(Pointing and labeling entries)
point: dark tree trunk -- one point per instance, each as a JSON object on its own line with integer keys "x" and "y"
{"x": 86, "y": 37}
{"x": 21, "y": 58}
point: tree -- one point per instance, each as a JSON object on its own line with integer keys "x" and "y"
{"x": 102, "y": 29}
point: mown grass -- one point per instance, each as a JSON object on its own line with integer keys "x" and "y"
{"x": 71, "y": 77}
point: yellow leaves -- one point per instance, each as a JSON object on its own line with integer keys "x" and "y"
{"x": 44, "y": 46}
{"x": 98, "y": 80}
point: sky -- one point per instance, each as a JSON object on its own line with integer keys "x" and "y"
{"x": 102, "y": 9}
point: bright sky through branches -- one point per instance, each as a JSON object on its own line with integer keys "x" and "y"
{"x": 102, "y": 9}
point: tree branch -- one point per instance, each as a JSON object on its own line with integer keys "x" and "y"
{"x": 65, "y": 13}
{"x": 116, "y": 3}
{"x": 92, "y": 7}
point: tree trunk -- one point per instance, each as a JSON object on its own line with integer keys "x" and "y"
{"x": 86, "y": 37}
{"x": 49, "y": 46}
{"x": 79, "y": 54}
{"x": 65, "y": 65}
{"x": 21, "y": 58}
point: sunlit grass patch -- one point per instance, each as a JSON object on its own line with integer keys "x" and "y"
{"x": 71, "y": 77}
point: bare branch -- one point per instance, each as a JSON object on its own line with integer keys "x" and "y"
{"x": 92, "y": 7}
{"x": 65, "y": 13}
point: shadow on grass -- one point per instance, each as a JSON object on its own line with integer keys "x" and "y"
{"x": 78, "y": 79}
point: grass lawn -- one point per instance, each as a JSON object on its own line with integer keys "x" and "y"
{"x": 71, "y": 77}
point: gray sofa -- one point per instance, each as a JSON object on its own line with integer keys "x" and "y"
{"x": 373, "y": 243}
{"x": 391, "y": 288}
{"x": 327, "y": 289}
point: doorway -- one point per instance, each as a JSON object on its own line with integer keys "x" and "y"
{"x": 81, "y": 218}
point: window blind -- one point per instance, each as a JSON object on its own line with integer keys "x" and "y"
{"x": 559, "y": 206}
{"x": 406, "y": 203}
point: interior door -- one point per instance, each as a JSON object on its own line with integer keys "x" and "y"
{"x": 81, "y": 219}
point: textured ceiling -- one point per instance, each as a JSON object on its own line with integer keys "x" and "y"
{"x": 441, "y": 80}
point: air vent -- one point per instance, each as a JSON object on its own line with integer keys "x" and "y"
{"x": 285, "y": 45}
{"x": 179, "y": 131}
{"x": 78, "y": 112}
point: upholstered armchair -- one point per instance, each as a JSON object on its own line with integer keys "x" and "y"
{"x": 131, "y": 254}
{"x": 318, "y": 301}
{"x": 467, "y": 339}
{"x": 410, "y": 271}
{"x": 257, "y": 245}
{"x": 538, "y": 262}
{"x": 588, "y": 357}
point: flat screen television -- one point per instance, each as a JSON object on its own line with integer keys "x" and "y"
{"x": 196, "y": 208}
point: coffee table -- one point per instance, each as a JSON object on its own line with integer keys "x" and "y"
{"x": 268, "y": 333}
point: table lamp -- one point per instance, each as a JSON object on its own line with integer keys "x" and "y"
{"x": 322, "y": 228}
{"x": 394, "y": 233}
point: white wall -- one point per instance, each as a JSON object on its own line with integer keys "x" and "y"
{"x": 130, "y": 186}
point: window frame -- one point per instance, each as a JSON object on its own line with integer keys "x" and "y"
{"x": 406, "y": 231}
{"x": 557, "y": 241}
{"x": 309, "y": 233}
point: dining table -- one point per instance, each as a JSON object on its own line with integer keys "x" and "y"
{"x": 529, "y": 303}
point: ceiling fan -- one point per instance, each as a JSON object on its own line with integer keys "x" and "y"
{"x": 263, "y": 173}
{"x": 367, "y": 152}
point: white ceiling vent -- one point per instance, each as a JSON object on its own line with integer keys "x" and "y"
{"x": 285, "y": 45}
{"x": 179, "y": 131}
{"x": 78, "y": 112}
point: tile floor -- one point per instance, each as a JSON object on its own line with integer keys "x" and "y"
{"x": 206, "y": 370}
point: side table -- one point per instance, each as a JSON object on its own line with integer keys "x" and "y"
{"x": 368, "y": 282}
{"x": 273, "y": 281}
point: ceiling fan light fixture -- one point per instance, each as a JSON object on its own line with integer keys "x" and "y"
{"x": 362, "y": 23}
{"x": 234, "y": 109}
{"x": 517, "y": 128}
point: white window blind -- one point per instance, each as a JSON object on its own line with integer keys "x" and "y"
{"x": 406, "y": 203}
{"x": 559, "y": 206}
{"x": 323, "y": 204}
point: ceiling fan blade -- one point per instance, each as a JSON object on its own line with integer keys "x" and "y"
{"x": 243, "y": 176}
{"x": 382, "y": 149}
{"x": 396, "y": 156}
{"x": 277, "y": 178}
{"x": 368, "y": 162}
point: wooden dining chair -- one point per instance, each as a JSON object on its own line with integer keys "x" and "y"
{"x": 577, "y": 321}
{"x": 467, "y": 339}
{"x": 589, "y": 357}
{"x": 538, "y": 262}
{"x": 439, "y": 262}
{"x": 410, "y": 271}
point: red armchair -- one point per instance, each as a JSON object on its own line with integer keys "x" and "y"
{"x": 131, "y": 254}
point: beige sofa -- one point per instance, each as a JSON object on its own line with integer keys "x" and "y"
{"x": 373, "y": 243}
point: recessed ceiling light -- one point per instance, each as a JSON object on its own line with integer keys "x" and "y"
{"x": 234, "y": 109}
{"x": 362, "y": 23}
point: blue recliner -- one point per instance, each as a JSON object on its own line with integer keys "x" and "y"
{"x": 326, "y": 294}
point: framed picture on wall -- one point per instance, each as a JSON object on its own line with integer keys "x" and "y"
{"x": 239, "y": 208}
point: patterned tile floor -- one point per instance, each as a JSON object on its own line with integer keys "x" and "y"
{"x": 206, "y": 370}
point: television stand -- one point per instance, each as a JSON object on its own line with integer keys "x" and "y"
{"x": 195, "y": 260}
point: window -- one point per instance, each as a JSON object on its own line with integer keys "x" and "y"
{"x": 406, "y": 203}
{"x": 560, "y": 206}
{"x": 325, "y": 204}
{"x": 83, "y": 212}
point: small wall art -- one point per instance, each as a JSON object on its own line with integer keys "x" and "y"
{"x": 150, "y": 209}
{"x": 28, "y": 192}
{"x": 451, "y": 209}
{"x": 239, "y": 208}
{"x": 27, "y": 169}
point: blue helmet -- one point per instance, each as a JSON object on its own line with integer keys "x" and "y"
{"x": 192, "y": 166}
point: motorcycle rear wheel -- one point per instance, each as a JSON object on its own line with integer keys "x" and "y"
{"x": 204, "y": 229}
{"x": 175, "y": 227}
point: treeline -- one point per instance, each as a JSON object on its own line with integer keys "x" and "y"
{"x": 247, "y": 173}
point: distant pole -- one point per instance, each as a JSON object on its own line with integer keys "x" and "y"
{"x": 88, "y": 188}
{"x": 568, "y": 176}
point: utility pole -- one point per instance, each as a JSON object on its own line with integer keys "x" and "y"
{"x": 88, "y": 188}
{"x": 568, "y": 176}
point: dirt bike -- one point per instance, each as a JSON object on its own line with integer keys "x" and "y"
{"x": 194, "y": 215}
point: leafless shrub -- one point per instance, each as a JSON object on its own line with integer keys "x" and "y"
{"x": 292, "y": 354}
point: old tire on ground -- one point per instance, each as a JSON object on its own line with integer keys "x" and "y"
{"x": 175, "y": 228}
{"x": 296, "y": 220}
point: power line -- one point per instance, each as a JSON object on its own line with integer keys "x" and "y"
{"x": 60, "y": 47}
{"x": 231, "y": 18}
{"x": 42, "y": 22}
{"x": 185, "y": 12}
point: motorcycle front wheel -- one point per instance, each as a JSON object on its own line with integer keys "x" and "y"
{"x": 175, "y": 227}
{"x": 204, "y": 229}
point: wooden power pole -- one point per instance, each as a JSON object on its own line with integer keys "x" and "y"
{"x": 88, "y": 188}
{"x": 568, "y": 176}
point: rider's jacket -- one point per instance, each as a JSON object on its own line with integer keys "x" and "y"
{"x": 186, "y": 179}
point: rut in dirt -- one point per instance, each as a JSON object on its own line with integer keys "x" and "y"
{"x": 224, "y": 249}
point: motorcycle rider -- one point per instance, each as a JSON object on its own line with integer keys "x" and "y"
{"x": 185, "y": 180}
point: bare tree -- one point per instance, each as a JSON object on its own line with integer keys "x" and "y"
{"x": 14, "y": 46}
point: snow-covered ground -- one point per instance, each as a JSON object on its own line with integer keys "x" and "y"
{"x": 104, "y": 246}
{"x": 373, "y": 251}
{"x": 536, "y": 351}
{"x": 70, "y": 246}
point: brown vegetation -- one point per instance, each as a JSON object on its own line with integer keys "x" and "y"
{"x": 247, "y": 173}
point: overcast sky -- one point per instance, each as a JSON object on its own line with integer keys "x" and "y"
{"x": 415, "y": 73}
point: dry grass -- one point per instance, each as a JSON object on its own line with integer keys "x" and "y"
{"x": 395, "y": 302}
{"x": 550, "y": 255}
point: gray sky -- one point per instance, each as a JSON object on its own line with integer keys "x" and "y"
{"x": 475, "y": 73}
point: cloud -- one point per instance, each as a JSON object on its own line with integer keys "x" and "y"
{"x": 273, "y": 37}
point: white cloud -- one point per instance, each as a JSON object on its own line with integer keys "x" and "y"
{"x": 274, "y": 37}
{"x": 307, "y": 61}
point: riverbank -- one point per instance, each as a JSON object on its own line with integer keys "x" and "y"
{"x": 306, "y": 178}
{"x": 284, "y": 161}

→ **EXERCISE AIM**: Reproduce the part of the material that opens with the line containing "point: cloud -- one" and runs through the end of the material, swapping "riverbank" for "shoreline" and leaving everything else unchanged.

→ **EXERCISE OUTPUT**:
point: cloud -- one point per instance, each as a JSON object on its own line with integer keys "x" and "y"
{"x": 273, "y": 37}
point: white cloud -- one point per instance, each as a JSON object on its own line with integer keys "x" and "y"
{"x": 274, "y": 37}
{"x": 307, "y": 61}
point: shoreline -- one point per instance, each as a JSON object on its own line with integer keys "x" and "y"
{"x": 306, "y": 178}
{"x": 284, "y": 161}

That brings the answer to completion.